### TASK MATERIAL
—————
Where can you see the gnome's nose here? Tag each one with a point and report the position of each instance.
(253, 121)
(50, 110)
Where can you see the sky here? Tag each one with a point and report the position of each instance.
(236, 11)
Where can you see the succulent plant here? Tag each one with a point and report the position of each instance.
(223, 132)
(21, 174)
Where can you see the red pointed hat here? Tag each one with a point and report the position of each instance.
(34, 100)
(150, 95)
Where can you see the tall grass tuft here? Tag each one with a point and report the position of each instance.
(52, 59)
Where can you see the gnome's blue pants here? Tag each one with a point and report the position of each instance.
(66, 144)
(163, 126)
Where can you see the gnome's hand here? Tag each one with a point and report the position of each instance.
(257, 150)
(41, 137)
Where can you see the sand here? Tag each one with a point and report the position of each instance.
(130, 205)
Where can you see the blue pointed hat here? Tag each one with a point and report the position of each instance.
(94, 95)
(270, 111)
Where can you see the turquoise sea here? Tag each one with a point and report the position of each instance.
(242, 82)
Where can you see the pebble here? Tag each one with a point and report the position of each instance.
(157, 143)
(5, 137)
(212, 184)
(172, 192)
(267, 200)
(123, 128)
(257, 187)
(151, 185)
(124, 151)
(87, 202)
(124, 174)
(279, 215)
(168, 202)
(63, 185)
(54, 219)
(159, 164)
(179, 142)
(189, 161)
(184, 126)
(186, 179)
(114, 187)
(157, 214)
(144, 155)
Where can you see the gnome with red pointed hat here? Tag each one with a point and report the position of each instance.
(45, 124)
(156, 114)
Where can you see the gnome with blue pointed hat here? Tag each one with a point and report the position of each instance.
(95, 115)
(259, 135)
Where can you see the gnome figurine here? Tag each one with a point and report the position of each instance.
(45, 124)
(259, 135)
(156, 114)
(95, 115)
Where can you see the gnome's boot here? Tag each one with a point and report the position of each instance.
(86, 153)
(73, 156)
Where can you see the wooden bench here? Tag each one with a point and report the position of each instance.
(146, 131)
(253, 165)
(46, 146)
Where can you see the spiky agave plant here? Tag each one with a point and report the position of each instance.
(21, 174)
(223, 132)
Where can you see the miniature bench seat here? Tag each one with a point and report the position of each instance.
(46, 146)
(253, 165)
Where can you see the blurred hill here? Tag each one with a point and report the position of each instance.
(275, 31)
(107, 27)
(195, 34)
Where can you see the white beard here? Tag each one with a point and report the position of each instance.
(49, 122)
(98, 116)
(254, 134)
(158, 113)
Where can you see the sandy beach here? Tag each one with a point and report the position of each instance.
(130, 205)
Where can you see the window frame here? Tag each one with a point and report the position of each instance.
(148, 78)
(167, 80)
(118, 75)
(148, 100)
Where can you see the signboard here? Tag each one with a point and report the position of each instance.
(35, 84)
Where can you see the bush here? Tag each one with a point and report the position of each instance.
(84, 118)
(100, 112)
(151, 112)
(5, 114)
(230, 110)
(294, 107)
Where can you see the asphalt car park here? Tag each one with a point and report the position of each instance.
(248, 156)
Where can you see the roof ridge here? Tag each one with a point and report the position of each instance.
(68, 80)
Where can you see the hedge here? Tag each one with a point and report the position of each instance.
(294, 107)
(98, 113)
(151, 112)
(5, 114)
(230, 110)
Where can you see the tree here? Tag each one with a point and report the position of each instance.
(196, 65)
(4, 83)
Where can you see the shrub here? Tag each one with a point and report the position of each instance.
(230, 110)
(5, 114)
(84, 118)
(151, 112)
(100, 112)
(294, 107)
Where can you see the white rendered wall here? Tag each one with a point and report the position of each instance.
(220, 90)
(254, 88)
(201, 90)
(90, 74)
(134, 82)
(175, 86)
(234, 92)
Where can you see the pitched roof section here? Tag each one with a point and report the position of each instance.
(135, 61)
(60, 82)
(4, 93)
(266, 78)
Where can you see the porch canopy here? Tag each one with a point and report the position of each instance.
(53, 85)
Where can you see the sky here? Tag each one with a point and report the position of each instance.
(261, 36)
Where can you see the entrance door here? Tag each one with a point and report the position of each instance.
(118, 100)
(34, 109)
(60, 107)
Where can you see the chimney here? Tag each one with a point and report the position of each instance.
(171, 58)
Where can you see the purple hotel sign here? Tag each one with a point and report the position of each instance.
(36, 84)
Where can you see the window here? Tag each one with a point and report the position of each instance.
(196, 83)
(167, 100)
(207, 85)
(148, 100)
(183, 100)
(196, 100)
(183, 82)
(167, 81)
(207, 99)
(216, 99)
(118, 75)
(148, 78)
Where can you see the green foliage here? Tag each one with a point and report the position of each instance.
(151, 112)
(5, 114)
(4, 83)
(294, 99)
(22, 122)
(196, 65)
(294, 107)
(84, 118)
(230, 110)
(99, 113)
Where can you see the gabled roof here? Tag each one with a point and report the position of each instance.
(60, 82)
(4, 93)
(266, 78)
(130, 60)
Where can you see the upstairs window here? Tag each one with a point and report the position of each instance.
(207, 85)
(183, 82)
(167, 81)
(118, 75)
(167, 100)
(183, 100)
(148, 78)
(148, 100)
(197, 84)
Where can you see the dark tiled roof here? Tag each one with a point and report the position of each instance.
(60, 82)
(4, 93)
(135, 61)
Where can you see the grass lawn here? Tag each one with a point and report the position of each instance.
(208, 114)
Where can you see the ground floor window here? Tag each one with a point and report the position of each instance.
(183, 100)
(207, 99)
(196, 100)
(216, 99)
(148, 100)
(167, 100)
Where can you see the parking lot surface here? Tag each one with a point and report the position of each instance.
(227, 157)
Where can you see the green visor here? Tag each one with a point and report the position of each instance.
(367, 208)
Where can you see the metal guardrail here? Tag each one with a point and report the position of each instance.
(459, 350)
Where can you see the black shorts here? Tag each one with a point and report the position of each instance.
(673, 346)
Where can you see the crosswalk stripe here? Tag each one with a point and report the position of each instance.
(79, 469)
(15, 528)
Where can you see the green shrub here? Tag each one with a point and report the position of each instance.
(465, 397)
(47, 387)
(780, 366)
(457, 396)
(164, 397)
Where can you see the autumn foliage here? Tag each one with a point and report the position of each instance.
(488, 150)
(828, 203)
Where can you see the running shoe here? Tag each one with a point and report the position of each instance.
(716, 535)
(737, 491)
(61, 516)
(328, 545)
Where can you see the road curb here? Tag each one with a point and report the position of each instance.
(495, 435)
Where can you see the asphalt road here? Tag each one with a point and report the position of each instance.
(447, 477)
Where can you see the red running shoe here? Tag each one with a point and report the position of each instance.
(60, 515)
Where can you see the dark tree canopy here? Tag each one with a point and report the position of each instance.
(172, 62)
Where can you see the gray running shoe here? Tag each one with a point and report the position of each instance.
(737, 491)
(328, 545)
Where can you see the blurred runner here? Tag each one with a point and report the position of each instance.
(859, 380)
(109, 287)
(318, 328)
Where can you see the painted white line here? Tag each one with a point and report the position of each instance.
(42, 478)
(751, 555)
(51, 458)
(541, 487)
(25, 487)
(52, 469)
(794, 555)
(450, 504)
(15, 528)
—————
### PROMPT
Word for word, reproduce every record shown above.

### OUTPUT BELOW
Where can you see the gnome's nose here? Tag each one with a point and report the position of each instance.
(253, 121)
(50, 110)
Where can you see the sky here? Tag each one with a point and report the position of each instance.
(236, 11)
Where can you see the succulent plant here? Tag each one with a point and report the position of each instance.
(223, 132)
(21, 174)
Where can you see the red pointed hat here? Tag each one with a point and report the position of each instance.
(34, 100)
(150, 95)
Where can you see the tall grass tuft here? Tag each one with a point and report the position of each instance.
(52, 59)
Where can you see the gnome's blue pants here? Tag each one with a point and report the position of each instance.
(66, 144)
(163, 126)
Where can you see the gnome's hand here? Tag each one with a point and report the position of each instance.
(257, 150)
(41, 137)
Where can you see the sand here? Tag each one with a point and report the position of each instance.
(130, 205)
Where can you see the blue pointed hat here? Tag each one with a point and report the position of each instance.
(94, 95)
(270, 111)
Where can you see the turquoise sea here? Tag each one with a point and report the position of each instance.
(242, 82)
Where can you see the pebble here? Tag each one with a point and report the position of each instance.
(157, 143)
(5, 137)
(212, 184)
(172, 192)
(267, 200)
(123, 128)
(257, 187)
(151, 185)
(124, 151)
(87, 202)
(124, 174)
(279, 215)
(168, 202)
(63, 185)
(54, 219)
(159, 164)
(179, 142)
(189, 161)
(184, 126)
(186, 179)
(114, 187)
(157, 214)
(144, 155)
Where can you see the gnome with red pointed hat here? Tag each one with a point and report the position of each instance.
(45, 124)
(156, 114)
Where can you see the gnome with blue pointed hat here? Tag each one with a point and report the position of each instance.
(95, 115)
(259, 135)
Where can you see the gnome figurine here? Tag each one with a point and report the position of each instance.
(45, 124)
(259, 135)
(156, 114)
(95, 115)
Where can you see the gnome's boot here? Tag each one with a point and report the position of each instance.
(86, 153)
(73, 156)
Where can you see the wooden bench here? Tag each one with a point and report the position of each instance.
(146, 131)
(253, 165)
(46, 146)
Where can you see the spiky agave plant here? Tag each one with a point and report the position of each instance.
(21, 174)
(223, 132)
Where can you see the miniature bench seat here? Tag each one with a point and report the position of each instance.
(46, 146)
(253, 165)
Where can you see the blurred hill here? Tag each one with a point and report the position of each instance.
(275, 31)
(107, 27)
(195, 34)
Where can you see the white beard here? Tag each one with a point and report the position of each instance.
(49, 122)
(98, 116)
(254, 134)
(158, 113)
Where can you see the sandy beach here? Tag each one with a point and report the position of each instance.
(130, 205)
Where can you see the window frame here? Tag each one with a point and report the position of each instance.
(148, 78)
(167, 80)
(118, 75)
(148, 100)
Where can you see the signboard here? Tag each one with a point and report the position of each instance.
(35, 84)
Where can you see the bush here? Tag each one with a point and report the position of each instance.
(84, 118)
(100, 112)
(151, 112)
(5, 114)
(230, 110)
(294, 107)
Where can you see the asphalt car park here? Tag each one with a point and report the position of each instance.
(248, 156)
Where can you see the roof ridge here? Tag each one with a point and report the position of each instance.
(68, 80)
Where can you see the hedge here? Tag each one with a point and report the position of each instance.
(294, 107)
(98, 113)
(151, 112)
(5, 114)
(230, 110)
Where can you see the tree here? Tag each one with a point and report the position of each instance.
(196, 65)
(4, 83)
Where can you see the shrub here? Tag each one with a point and report the position of each instance.
(230, 110)
(5, 114)
(84, 118)
(151, 112)
(100, 112)
(294, 107)
Where can you see the white rendered wall here? Tag each one with a point and report the position of each instance.
(220, 90)
(254, 88)
(201, 90)
(90, 74)
(134, 82)
(175, 86)
(234, 92)
Where can you see the pitched roof section here? Tag each one with a point and report the position of each instance.
(135, 61)
(60, 82)
(4, 93)
(266, 78)
Where can you see the porch canopy here? Tag each one with a point and report the position of each instance.
(53, 85)
Where can you see the sky here? Tag each one with a point and report the position of each instance.
(261, 36)
Where can you see the entrance door here? Tag each one with a point and report the position of each instance.
(118, 100)
(34, 109)
(60, 107)
Where can you see the chimney here? Tag each one with a point and report the position of each instance.
(171, 58)
Where can you see the purple hotel sign here? Tag each one with a point and report the position of each instance.
(36, 84)
Where can you see the window here? Tag each one with a point and report the position of each instance.
(196, 83)
(167, 100)
(207, 85)
(148, 100)
(183, 100)
(196, 100)
(183, 82)
(167, 81)
(207, 99)
(216, 99)
(118, 75)
(148, 78)
Where can you see the green foliage here? Tag each one with a point and report the position of each instance.
(151, 112)
(5, 114)
(4, 83)
(294, 99)
(22, 122)
(196, 65)
(294, 107)
(84, 118)
(230, 110)
(99, 113)
Where can you see the gabled roof here? Tag each one with a point and report the position of each instance.
(60, 82)
(4, 93)
(266, 78)
(130, 60)
Where can you see the upstairs window here? Tag each one with a point and report the position of each instance.
(207, 85)
(183, 82)
(167, 81)
(118, 75)
(167, 100)
(183, 100)
(148, 78)
(148, 100)
(197, 84)
Where can you see the dark tiled roof here? Tag each one with a point and report the position of each instance.
(60, 82)
(4, 93)
(135, 61)
Where can you see the grass lawn here? Tag each one with a point and report the position of each instance.
(208, 114)
Where can you see the ground floor window here? Tag each one with a point and report the position of each instance.
(183, 100)
(207, 99)
(196, 100)
(216, 99)
(148, 100)
(167, 100)
Where can you see the parking lot surface here? Tag each one with a point and report the position of each instance.
(227, 157)
Where can you see the green visor here? Tag each one with a point and report the position of each instance.
(367, 208)
Where can you see the metal guardrail here? Tag each one with a point and report the position of each instance.
(459, 350)
Where can you see the black shorts here? Tag each one with a point and report the position of each instance.
(673, 346)
Where can you see the crosswalk stripe here? Tag each one with a point and report the position of each instance.
(79, 469)
(15, 528)
Where can you see the green shrub here? Tag each one with a point and report the position of each instance.
(465, 397)
(47, 387)
(780, 366)
(457, 396)
(164, 397)
Where can you see the autumn foliage here? Tag each one with a point and report the position of each instance.
(488, 150)
(828, 203)
Where can you see the running shoe here? Tag each one with a point and report the position of each instance.
(716, 535)
(737, 491)
(61, 516)
(328, 545)
Where can you see the road curb here? Tag each one with a point and report the position of each instance.
(495, 435)
Where can you see the asphalt road here? Tag each one with a point and report the position of each instance.
(447, 477)
Where can you see the red running shoe here? Tag each one with a point and report the position of each instance.
(60, 515)
Where can you see the dark tree canopy here? Tag each one with a point and report the position of each instance.
(172, 62)
Where can you see the gray running shoe here? Tag each one with a point and report the position of each instance.
(737, 491)
(328, 545)
Where can you see the blurred runner here? Tag each one with a point and report the position of each instance.
(859, 380)
(109, 287)
(318, 328)
Where can you see the painted white line here? Tag each one with a point and report the position of each instance.
(42, 478)
(751, 555)
(51, 458)
(541, 487)
(25, 487)
(52, 469)
(794, 555)
(450, 504)
(15, 528)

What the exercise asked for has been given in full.